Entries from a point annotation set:
--- Begin ---
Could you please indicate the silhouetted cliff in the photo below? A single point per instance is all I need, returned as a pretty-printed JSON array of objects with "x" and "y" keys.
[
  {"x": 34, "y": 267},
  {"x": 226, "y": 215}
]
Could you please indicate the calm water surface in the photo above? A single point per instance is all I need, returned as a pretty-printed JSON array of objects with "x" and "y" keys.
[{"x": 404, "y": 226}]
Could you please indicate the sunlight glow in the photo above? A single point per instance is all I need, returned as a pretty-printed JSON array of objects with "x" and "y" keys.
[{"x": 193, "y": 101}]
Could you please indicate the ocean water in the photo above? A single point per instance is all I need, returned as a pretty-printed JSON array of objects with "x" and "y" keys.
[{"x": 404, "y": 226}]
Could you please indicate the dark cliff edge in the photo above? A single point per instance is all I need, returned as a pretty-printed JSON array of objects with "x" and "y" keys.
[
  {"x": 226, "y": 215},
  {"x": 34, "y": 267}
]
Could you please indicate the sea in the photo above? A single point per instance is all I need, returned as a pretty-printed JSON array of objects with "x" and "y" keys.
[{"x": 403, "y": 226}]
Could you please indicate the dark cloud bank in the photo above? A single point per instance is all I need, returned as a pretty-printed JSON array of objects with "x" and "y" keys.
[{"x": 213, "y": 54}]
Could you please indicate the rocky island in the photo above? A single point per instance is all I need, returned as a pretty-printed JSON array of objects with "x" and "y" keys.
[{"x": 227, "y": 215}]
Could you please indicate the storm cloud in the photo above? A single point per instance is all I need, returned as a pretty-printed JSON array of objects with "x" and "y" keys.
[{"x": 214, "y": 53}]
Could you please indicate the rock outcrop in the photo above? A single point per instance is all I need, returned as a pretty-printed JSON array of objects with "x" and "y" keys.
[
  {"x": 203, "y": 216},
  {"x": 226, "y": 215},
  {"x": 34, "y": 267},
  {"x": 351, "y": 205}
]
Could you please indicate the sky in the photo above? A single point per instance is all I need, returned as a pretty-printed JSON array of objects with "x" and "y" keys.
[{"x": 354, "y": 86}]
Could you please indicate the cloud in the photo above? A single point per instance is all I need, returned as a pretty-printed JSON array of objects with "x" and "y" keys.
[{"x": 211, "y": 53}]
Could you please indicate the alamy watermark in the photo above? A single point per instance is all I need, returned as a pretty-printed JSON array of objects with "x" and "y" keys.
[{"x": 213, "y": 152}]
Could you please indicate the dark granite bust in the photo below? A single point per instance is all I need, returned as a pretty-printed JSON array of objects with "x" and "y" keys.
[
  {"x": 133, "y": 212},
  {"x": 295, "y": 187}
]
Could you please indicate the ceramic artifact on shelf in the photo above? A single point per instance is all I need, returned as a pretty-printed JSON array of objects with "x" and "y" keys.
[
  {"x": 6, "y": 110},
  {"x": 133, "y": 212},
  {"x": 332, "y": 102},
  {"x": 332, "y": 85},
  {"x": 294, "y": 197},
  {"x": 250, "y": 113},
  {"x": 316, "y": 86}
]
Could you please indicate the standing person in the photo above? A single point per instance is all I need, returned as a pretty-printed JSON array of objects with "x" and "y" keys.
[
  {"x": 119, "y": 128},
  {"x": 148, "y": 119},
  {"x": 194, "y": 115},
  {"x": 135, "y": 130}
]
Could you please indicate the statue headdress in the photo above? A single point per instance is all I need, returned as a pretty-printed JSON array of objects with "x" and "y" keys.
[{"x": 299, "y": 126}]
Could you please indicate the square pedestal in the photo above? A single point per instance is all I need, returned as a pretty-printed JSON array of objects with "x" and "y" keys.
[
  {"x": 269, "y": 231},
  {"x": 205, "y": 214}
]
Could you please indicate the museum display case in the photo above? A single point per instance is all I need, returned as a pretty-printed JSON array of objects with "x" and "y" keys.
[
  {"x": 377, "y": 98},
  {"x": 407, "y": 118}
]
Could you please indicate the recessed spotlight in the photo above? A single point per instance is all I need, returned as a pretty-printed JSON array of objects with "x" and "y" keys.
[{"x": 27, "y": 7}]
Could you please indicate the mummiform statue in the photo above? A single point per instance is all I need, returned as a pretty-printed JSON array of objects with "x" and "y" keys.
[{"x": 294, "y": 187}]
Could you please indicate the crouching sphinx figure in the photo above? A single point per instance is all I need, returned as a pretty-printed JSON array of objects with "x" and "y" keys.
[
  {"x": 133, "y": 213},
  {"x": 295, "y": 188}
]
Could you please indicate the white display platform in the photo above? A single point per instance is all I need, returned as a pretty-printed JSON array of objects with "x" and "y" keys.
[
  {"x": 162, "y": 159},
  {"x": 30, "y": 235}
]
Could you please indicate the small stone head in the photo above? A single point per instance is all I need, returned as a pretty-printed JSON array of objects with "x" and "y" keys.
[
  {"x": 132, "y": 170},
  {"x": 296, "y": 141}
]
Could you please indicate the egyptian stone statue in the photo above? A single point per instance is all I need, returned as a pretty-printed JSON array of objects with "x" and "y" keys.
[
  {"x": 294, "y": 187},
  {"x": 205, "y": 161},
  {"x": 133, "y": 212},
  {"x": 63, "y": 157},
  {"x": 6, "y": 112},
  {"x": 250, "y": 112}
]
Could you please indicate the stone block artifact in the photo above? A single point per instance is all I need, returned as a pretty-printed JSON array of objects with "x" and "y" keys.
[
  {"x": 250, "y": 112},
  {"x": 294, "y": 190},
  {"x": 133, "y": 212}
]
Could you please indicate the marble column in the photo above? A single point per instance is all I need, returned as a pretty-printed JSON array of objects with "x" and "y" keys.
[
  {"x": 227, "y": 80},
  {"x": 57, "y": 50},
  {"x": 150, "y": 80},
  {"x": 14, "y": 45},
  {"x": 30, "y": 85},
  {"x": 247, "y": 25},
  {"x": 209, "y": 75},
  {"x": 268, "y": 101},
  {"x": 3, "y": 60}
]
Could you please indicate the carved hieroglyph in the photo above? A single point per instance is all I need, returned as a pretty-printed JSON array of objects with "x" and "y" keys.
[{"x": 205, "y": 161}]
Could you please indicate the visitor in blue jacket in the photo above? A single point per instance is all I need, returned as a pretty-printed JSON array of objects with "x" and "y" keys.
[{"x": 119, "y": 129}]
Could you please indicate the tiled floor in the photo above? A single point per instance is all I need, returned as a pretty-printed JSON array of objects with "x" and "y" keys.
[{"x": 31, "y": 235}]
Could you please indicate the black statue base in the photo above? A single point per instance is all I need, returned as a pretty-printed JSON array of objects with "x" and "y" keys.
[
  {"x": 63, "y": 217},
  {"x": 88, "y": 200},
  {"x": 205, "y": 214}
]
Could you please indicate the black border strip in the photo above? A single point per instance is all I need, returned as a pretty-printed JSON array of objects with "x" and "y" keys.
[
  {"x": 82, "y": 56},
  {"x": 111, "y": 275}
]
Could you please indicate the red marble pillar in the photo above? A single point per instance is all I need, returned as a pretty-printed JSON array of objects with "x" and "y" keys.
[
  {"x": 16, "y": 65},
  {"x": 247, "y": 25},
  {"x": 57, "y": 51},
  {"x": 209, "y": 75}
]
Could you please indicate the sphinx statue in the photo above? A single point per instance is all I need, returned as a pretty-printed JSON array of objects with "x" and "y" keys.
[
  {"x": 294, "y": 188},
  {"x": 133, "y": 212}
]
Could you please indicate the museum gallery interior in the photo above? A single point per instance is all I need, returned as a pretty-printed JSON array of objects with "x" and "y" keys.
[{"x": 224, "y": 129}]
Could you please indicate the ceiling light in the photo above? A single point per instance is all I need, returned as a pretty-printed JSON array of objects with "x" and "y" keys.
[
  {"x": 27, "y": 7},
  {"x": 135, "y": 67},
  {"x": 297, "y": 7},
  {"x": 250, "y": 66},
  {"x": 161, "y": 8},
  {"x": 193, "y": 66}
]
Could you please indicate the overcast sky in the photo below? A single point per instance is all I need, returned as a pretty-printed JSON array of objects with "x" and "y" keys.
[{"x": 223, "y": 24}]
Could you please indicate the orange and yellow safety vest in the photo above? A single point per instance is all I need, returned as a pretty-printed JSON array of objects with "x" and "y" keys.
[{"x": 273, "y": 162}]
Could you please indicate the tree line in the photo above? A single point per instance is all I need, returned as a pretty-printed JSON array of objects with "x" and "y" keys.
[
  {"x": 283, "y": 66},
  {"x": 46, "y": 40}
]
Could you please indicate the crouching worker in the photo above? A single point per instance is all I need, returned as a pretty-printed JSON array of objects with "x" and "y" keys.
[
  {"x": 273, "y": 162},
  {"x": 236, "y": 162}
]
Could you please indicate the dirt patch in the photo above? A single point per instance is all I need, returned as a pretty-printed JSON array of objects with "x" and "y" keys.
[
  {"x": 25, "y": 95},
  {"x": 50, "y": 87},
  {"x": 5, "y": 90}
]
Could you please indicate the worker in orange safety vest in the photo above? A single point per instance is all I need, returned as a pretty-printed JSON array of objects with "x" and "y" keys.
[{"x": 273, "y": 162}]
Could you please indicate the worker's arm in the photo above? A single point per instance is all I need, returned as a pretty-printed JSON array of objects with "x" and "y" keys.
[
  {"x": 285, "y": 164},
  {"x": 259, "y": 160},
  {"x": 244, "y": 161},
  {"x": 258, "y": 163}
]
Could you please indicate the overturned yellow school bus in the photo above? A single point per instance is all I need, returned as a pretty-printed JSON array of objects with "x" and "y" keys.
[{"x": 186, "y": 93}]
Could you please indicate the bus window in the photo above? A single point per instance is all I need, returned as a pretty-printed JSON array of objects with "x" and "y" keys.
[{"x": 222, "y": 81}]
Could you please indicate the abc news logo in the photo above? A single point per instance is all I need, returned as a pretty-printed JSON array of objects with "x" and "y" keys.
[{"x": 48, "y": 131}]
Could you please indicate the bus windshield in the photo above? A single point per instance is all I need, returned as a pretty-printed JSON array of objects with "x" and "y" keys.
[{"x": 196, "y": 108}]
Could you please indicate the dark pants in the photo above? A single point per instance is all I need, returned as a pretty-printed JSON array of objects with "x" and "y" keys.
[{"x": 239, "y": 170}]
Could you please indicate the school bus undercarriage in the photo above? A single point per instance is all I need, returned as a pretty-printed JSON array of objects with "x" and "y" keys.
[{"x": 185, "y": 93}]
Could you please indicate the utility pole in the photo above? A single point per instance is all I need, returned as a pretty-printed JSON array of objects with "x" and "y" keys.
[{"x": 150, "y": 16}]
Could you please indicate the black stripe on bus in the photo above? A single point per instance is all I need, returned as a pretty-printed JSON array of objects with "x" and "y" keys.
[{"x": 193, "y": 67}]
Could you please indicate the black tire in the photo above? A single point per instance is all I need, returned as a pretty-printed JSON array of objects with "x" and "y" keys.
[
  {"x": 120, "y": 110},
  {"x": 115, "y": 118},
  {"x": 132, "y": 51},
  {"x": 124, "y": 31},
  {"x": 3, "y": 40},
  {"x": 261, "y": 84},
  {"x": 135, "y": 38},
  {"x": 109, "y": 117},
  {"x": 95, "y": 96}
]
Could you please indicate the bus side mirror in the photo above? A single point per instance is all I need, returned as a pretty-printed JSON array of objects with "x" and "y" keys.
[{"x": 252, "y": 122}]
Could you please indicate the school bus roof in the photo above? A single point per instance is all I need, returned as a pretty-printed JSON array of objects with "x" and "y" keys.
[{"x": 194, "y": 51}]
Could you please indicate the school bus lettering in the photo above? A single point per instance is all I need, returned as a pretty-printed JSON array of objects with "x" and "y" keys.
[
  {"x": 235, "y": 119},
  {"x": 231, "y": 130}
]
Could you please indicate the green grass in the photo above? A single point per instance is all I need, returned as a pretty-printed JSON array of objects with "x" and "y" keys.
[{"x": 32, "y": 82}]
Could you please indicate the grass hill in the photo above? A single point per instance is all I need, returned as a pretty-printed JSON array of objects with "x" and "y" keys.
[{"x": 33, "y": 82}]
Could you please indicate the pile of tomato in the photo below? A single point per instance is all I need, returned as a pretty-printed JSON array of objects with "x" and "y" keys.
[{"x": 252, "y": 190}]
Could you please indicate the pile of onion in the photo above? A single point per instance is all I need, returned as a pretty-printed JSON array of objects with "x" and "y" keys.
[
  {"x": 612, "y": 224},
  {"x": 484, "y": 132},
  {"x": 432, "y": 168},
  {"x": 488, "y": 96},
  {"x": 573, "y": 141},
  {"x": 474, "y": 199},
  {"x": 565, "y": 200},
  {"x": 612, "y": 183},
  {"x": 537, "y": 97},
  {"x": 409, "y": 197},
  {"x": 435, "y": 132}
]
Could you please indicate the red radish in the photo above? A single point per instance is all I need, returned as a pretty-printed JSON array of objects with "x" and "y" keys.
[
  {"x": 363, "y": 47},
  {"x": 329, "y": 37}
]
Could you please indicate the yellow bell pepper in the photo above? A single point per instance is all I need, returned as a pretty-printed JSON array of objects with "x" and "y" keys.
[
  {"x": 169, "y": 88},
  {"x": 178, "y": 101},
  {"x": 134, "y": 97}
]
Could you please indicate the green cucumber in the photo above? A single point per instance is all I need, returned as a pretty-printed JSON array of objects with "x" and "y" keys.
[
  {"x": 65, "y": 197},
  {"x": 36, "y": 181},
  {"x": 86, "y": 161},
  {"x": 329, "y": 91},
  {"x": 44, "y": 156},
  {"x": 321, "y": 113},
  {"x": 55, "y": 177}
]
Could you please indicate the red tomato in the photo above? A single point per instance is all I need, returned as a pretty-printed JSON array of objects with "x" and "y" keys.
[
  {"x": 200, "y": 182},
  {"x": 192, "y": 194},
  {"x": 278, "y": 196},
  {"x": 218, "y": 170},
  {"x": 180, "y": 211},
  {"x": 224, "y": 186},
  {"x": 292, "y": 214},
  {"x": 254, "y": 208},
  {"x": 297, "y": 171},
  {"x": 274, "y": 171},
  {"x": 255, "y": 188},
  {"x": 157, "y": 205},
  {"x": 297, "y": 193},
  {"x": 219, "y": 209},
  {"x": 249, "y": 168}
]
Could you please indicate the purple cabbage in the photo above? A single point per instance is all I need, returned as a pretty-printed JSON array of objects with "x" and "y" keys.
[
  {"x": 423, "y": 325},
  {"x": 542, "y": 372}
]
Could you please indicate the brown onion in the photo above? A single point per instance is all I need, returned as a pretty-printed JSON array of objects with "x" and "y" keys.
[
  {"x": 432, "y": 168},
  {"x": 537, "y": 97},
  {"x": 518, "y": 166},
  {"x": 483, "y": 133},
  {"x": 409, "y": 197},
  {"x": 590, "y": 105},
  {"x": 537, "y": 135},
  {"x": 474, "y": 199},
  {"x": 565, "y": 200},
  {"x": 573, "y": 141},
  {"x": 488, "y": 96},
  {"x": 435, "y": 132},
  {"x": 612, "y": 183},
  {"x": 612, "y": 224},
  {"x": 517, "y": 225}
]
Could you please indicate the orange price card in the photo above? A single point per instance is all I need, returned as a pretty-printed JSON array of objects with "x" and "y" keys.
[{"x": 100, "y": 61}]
--- End ---
• [EXERCISE BRIEF] Pull out every line from the one with "Could you please indicate the red tomato" to the end of the listing, and output only those.

• [RESPONSE FOR THIS EXERCISE]
Could you please indicate the red tomato in the photo above? A single point per instance is all I need, returned as a pretty-printed JSON array of objects with "x" and "y" keys.
[
  {"x": 200, "y": 182},
  {"x": 192, "y": 194},
  {"x": 278, "y": 196},
  {"x": 218, "y": 170},
  {"x": 180, "y": 211},
  {"x": 224, "y": 186},
  {"x": 292, "y": 214},
  {"x": 254, "y": 208},
  {"x": 297, "y": 171},
  {"x": 274, "y": 171},
  {"x": 255, "y": 188},
  {"x": 157, "y": 205},
  {"x": 297, "y": 193},
  {"x": 219, "y": 209},
  {"x": 249, "y": 168}
]
Could you please indicate the purple cabbage in the photo above? A single point per instance is all I need, returned as a pretty-printed JSON array of objects with "x" and "y" keys.
[
  {"x": 423, "y": 325},
  {"x": 542, "y": 372}
]
Could you please indicate the brown onion in the photo above? A single point per instance is all I need, returned as a pretty-printed JSON array of objects with "x" and "y" keys.
[
  {"x": 432, "y": 168},
  {"x": 537, "y": 97},
  {"x": 518, "y": 166},
  {"x": 483, "y": 133},
  {"x": 409, "y": 197},
  {"x": 590, "y": 105},
  {"x": 537, "y": 135},
  {"x": 474, "y": 199},
  {"x": 565, "y": 200},
  {"x": 573, "y": 141},
  {"x": 488, "y": 96},
  {"x": 435, "y": 132},
  {"x": 612, "y": 183},
  {"x": 612, "y": 224},
  {"x": 517, "y": 225}
]
Could you please indicate the orange price card in the photo above? A single point per instance is all I need, returned as a pretty-printed JSON array of objects with "x" and "y" keys.
[{"x": 100, "y": 61}]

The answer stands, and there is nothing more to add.